- [What the exercise asks]: Reproduce the material below line for line, requests included, and shift every point by adding 89 to both its x and y coordinates in the answers.

- [Exercise input]:
***

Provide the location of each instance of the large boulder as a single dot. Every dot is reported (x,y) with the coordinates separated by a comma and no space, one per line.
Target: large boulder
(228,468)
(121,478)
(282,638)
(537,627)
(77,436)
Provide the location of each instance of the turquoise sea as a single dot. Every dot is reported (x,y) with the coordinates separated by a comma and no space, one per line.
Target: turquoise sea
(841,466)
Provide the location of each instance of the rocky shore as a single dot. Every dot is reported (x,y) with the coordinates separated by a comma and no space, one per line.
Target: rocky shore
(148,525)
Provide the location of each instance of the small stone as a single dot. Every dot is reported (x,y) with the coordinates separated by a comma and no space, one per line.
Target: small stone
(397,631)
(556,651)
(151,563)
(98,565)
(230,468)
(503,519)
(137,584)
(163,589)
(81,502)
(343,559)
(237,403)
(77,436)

***

- [Exercise solution]:
Provide the location of each instance of the large boulder as a single dot. Every dot is reported (x,y) with the coordinates separated by a comma and no space, one per line.
Target: large boulder
(317,557)
(210,567)
(371,727)
(626,716)
(166,525)
Provide the location of each instance of the turquoise sea as a single dot. Every dot is reported (x,y) with the coordinates separated by a comma and no space, one per line.
Target: turquoise sea
(930,555)
Provide the location of each instance of the rocky shore as a single dot. Every dot is reported (x,y) with the coordinates separated by a comma and no space, one per line.
Target: rocky shore
(237,614)
Provide the location of each instance of the small stone as a single dot. Every dot is reported (x,y) with the coordinates separated by a comma and no space, one per line.
Target: small stone
(486,720)
(645,740)
(240,652)
(187,654)
(319,557)
(592,608)
(226,673)
(252,678)
(170,591)
(432,648)
(326,492)
(166,525)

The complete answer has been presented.